§ What is needed:
Write out the data below exactly as given, without any of its pictures.

§ Task input:
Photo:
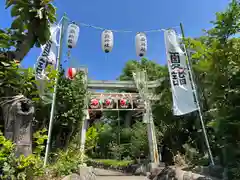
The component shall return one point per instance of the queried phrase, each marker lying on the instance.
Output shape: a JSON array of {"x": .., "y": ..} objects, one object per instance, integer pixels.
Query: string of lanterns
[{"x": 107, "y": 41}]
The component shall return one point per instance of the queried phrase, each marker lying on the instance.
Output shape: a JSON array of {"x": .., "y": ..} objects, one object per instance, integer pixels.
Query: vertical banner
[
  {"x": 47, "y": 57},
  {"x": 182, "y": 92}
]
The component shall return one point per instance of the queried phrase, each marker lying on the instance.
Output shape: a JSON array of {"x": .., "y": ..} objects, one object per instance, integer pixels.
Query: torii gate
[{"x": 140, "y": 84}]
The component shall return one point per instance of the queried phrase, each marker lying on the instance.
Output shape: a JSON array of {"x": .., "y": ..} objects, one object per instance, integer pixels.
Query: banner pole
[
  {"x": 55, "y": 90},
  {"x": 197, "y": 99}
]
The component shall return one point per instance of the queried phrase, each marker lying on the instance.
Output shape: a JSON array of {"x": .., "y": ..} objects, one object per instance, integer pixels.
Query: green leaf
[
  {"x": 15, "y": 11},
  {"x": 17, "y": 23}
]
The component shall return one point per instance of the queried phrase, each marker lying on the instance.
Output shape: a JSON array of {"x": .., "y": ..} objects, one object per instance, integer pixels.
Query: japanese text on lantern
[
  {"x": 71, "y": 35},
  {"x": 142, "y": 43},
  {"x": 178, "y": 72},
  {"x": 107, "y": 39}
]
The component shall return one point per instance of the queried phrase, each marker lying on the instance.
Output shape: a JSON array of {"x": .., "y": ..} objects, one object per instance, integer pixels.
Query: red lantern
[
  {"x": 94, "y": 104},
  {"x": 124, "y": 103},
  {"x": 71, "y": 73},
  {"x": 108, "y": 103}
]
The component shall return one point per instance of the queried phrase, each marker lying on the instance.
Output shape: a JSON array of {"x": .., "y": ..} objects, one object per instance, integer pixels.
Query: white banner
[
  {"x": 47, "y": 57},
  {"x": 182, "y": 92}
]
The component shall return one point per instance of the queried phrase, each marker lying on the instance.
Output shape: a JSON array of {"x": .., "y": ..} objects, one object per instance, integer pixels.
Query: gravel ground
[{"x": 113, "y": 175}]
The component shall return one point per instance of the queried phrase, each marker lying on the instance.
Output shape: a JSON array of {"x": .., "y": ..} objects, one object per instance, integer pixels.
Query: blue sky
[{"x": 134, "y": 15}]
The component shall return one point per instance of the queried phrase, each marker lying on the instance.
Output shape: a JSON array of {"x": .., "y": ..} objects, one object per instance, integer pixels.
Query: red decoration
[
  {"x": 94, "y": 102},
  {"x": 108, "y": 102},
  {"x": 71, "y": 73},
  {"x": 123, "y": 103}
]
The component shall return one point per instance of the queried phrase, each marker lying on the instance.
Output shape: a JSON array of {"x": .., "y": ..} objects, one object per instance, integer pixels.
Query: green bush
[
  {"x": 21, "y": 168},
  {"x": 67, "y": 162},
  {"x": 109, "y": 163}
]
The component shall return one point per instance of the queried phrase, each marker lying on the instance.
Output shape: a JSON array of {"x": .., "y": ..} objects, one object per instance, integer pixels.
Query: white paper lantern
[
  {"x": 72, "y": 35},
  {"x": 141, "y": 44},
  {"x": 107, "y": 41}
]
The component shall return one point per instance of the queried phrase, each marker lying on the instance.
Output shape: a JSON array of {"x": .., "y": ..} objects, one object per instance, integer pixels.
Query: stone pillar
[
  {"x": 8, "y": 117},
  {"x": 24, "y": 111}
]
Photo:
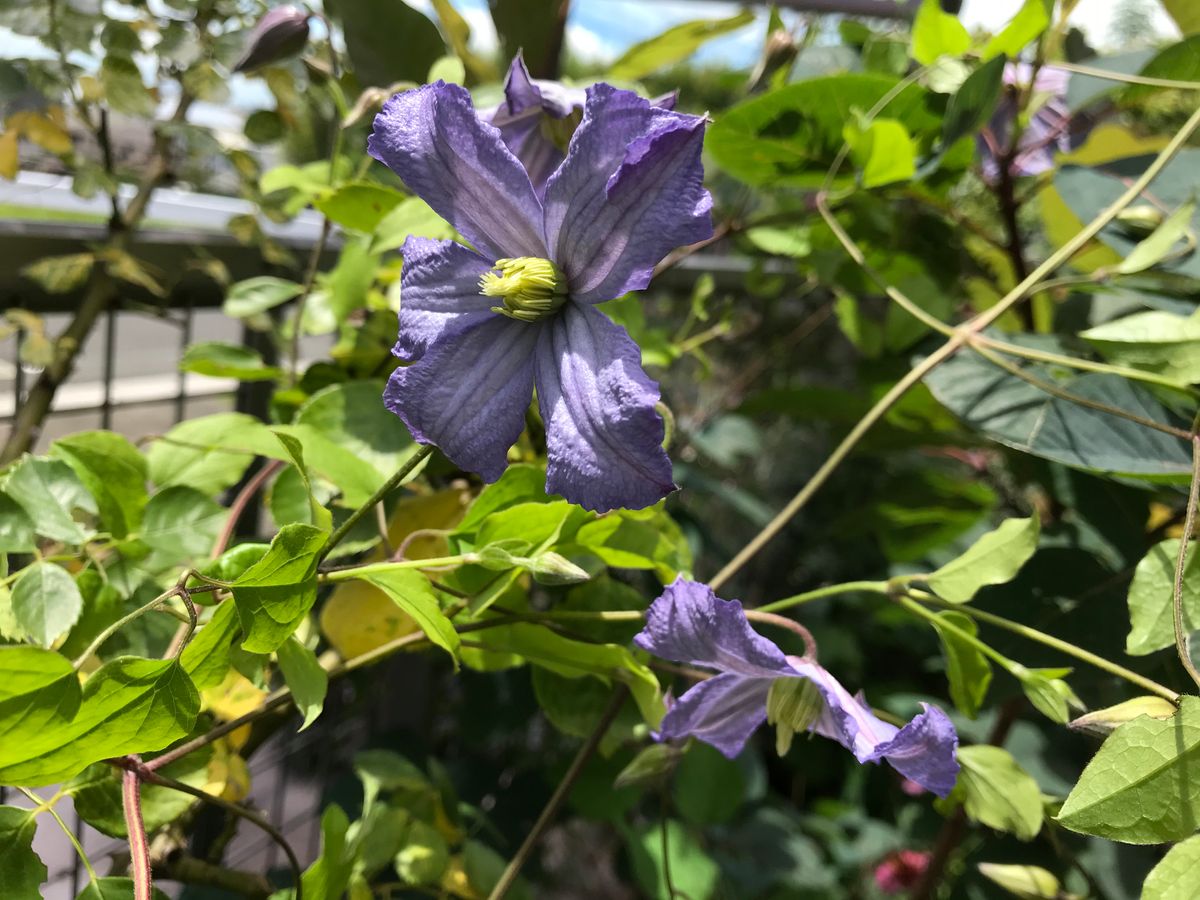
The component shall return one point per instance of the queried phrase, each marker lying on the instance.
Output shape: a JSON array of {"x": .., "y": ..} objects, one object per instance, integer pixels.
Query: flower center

§ The completed task:
Photo:
The component shall return one point per instance of the queried phrase, each marker lying on the instance.
Output shape: a JSON array of {"x": .., "y": ..} objects, one object per instance, integer pixels.
Query: string of lanterns
[{"x": 107, "y": 41}]
The component shall return one point per instance of the queried phrase, each marker lying on the instance.
Output shape: a JSON array of {"x": .., "y": ..} objects, one object per instance, integer pixels.
Query: vertical banner
[
  {"x": 47, "y": 57},
  {"x": 182, "y": 92}
]
The component shall return one point per instance of the queried phrase, each marker lying on the instance.
Output shape: a JSON array of {"x": .., "y": ..} objects, one object per instance, integer pixels.
Query: torii gate
[{"x": 140, "y": 84}]
The component shall return one point per instance of the queried phrase, each marker lying on the instance.
Output shape: a JSON array of {"x": .., "y": ..} objects, one object per instance, integer pixels.
Query: banner pole
[
  {"x": 55, "y": 90},
  {"x": 197, "y": 99}
]
The component shall return one point per instance of the queried phrase, each marker lying on the instance.
Output shape: a JSON array of {"x": .., "y": ..} objects, one object per instance, integer pixels.
Query: green leaf
[
  {"x": 15, "y": 11},
  {"x": 17, "y": 23}
]
The component shall return one point per instance of the queried phrase, each marker lying on the instance.
Output shape: a JSON array of {"x": .., "y": ..} objects, one object per instance, integer pixels.
Query: japanese text on lantern
[
  {"x": 71, "y": 35},
  {"x": 142, "y": 43},
  {"x": 178, "y": 72},
  {"x": 107, "y": 39}
]
The component shall return one point per instance of the queried phrase, each marker lying on the instance.
Output shape: a JSON array of {"x": .., "y": ..} objects, one object per instance, integer pixels.
Query: red lantern
[
  {"x": 94, "y": 104},
  {"x": 124, "y": 103},
  {"x": 71, "y": 73},
  {"x": 108, "y": 103}
]
The component shall return one point per instance of the queried phrase, each marker lying on the instance.
Output shape: a JSON array of {"x": .., "y": ..} objects, one object per instance, integer pixels.
Query: white banner
[
  {"x": 47, "y": 57},
  {"x": 182, "y": 92}
]
The component shall return one point per instance of the queried phrase, each marker lying on the instance.
Output shape: a JSON array of {"x": .., "y": ..} objects, one object per instance, integer pixels.
Query: gravel ground
[{"x": 113, "y": 175}]
The component shall return one point per instance of the queried phrase, each marker lying on the instance.
Output shape: a JSON array of {"x": .., "y": ..} objects, one object per instance, integer pixels.
Query: blue sky
[{"x": 134, "y": 15}]
The component shall return one point per instance of the queried phrase, each marker lying on the instance.
Output shape: a JSON array of {"x": .., "y": ..} objects, one object per instance, integer pixels.
Query: red decoration
[
  {"x": 94, "y": 102},
  {"x": 108, "y": 102},
  {"x": 71, "y": 73},
  {"x": 123, "y": 103}
]
The component shall return one point per instance of the queried phrase, each marker lying on the instance.
Output shape: a JSON array of {"x": .., "y": ..} objects, one object per instance, integer pixels.
Query: green bush
[
  {"x": 21, "y": 168},
  {"x": 67, "y": 162},
  {"x": 109, "y": 163}
]
The component shall return one point per instance of the queried phrase, each marker lying on the instance.
Output shape: a JSON array of {"x": .., "y": ..} objects, one object per instance, integer pixels.
Query: white paper lantern
[
  {"x": 72, "y": 35},
  {"x": 141, "y": 44},
  {"x": 107, "y": 41}
]
The component shall return one point per instance of the queried phrase, each marker lying on the instance.
Output shape: a JSON array of {"x": .., "y": ..} objects, one object per instance, integer pixels.
Query: stone pillar
[
  {"x": 8, "y": 117},
  {"x": 24, "y": 111}
]
Photo:
The component shall return one point per instance of the queried phrase, each marker lying on the instance.
Output shape: a JSON array of {"x": .., "y": ..} objects, one object per instance, integer pixels.
Query: flower center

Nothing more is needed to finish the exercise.